[Provided information]
───

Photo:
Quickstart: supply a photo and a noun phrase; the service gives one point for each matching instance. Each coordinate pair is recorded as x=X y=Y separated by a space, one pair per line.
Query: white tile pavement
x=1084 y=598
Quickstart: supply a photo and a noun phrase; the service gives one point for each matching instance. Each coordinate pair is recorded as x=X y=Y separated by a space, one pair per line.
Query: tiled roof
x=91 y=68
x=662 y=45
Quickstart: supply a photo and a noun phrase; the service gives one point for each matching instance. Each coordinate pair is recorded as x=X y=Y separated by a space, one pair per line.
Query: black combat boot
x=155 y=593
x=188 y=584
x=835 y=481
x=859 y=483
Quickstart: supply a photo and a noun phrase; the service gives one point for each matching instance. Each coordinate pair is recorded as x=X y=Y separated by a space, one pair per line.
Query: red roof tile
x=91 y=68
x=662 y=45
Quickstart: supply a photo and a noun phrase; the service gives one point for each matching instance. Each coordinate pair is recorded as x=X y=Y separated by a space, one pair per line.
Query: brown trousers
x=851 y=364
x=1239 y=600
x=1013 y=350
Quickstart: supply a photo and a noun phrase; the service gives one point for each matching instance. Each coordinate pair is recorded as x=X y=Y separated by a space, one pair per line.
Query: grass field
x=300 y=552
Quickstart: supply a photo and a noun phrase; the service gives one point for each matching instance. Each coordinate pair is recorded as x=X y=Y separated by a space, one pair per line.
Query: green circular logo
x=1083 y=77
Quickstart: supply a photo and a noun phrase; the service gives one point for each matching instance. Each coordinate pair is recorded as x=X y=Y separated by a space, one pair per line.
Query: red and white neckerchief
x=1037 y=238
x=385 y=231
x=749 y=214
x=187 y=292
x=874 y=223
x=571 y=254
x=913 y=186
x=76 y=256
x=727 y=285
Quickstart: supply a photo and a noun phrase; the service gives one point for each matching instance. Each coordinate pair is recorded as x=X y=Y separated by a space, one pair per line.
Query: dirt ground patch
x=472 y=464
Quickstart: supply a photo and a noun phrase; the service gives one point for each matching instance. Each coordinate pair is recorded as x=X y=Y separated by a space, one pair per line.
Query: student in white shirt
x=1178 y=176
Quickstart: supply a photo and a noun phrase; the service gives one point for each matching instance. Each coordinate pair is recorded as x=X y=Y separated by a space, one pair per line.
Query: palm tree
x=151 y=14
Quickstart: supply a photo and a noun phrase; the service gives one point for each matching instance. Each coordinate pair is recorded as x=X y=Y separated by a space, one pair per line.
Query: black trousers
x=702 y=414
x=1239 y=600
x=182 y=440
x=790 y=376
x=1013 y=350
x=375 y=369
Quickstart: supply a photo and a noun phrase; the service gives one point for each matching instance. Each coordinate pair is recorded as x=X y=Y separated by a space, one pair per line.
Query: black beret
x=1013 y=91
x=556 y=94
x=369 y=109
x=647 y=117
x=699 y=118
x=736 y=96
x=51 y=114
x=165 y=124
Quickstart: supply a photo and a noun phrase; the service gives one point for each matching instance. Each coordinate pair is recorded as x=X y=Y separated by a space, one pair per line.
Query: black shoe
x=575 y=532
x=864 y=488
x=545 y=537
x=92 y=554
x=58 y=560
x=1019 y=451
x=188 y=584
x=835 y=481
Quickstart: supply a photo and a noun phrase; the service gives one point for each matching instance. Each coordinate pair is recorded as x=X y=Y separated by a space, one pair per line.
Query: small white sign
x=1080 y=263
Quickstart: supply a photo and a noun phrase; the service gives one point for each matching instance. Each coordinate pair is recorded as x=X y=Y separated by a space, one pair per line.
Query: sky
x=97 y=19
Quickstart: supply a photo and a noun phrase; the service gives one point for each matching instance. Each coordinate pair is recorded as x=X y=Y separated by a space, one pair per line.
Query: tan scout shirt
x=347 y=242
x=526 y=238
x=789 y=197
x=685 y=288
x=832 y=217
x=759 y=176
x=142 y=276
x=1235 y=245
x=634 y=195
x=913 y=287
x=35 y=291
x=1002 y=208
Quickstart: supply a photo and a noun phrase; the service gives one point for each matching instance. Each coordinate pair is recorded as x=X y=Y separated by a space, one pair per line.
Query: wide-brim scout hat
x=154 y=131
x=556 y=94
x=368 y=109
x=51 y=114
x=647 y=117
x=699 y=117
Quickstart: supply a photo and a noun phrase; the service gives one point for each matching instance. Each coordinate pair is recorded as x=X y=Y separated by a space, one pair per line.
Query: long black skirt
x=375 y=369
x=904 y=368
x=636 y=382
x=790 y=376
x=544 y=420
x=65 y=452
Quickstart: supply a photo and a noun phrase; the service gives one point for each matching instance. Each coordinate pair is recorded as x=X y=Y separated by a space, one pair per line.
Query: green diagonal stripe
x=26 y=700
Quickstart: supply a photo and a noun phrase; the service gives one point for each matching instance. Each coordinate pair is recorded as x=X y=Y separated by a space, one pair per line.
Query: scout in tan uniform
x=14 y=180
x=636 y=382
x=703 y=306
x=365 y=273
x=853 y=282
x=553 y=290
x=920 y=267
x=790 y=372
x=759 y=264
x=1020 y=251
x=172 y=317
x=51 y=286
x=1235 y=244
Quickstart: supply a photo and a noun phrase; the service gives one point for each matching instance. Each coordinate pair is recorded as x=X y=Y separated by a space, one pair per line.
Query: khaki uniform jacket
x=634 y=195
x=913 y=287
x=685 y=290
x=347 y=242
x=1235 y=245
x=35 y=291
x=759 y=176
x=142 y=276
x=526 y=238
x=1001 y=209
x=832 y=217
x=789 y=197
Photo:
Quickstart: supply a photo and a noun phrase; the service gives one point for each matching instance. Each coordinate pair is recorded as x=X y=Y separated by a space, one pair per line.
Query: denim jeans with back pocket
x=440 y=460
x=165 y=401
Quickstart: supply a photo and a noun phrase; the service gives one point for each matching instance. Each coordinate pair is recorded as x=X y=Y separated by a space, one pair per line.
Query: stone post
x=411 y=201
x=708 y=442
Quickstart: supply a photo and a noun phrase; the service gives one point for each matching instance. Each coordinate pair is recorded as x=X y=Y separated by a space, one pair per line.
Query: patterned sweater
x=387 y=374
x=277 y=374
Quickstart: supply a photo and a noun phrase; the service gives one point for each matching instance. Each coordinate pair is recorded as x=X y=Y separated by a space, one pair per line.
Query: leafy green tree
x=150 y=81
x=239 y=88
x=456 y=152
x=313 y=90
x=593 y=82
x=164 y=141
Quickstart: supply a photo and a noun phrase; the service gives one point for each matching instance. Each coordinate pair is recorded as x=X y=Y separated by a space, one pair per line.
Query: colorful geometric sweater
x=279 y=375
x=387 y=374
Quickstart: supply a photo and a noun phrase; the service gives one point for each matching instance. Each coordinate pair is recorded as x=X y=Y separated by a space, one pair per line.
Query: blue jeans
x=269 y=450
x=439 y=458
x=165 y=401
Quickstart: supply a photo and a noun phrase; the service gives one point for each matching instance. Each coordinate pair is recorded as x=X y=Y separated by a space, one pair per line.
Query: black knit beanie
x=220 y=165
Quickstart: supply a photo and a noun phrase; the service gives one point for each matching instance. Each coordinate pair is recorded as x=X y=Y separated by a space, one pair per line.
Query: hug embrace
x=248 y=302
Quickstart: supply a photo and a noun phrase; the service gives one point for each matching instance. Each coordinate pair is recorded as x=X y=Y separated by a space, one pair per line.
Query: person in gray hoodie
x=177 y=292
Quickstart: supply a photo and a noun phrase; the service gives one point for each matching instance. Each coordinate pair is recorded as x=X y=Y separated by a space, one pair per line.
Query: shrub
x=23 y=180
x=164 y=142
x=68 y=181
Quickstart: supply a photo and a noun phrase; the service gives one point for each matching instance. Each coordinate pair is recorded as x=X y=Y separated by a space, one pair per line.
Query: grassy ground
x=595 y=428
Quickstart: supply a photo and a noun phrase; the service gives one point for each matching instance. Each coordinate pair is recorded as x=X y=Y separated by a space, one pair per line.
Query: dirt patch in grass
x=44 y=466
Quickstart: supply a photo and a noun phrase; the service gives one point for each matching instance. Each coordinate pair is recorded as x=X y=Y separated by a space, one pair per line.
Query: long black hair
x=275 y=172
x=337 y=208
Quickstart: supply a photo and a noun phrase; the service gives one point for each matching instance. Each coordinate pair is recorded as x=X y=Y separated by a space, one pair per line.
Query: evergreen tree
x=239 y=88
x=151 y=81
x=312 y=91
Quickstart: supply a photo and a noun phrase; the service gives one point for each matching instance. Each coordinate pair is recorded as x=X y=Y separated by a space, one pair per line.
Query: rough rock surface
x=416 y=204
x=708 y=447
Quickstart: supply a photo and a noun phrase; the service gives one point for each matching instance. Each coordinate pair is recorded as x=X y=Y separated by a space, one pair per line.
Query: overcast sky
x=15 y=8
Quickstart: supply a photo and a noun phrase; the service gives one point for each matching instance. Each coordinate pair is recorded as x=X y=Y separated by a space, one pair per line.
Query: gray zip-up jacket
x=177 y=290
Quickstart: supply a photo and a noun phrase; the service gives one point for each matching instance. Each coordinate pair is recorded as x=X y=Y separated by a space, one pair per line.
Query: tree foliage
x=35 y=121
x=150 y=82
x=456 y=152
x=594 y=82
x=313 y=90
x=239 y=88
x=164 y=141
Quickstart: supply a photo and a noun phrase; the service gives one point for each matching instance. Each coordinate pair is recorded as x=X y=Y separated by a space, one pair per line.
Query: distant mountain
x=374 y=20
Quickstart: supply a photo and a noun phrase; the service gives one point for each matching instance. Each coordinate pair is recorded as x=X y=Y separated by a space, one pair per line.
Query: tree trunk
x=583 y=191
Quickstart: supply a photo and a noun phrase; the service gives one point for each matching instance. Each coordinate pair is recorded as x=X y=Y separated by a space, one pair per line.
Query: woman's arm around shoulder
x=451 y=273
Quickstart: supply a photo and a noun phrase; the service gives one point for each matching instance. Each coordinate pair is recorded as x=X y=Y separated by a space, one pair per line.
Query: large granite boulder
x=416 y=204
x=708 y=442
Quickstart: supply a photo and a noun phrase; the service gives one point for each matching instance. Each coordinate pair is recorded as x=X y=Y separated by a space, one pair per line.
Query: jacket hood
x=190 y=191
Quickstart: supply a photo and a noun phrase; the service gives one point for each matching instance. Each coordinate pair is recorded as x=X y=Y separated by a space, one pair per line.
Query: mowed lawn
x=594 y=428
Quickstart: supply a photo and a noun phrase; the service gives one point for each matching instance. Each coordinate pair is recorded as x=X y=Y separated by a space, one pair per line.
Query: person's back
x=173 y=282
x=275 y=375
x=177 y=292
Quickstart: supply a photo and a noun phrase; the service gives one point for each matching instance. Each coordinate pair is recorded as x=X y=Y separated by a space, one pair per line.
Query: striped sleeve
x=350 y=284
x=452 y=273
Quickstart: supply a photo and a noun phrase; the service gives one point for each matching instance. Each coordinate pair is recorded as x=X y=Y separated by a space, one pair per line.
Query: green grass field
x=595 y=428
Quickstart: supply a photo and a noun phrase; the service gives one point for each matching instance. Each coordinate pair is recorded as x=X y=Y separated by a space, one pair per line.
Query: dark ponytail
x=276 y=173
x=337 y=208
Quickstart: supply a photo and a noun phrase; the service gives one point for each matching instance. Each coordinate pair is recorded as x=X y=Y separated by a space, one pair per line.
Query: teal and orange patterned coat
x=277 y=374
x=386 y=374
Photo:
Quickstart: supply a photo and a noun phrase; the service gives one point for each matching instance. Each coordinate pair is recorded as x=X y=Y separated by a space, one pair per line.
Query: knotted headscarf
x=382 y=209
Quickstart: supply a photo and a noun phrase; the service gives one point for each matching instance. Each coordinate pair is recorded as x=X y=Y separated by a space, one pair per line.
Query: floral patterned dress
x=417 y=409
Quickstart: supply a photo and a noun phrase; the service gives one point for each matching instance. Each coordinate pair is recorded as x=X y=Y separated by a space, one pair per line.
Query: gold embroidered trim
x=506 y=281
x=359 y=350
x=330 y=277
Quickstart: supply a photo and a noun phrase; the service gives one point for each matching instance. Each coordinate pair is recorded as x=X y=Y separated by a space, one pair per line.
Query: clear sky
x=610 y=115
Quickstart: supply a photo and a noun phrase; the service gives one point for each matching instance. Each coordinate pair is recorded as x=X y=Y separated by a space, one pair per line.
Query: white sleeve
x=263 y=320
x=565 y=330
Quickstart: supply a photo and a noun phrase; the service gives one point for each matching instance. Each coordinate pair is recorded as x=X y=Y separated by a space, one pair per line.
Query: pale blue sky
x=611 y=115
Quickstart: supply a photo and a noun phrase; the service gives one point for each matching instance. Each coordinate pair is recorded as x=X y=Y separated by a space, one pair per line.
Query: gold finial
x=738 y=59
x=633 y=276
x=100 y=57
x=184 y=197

───

[Task prompt]
Please give a word-for-word repetition of the lines from the one containing "Query: white sleeve" through the last line of the data above, including both, and nothing besides.

[Response to the exercise]
Query: white sleeve
x=263 y=320
x=565 y=330
Quickstart: supply a photo and a noun phrase; the service gives one point for each matching instance. Each coordinate pair is recorded as x=X y=Y separated by a space, one pair per line.
Query: pale blue sky
x=611 y=115
Quickstart: supply a photo and a noun phrase; the service gives one point for each matching instance. Each coordinate pair is recorded as x=X y=Y separated by a space, one pair per line.
Query: gold finial
x=738 y=59
x=633 y=276
x=100 y=57
x=184 y=197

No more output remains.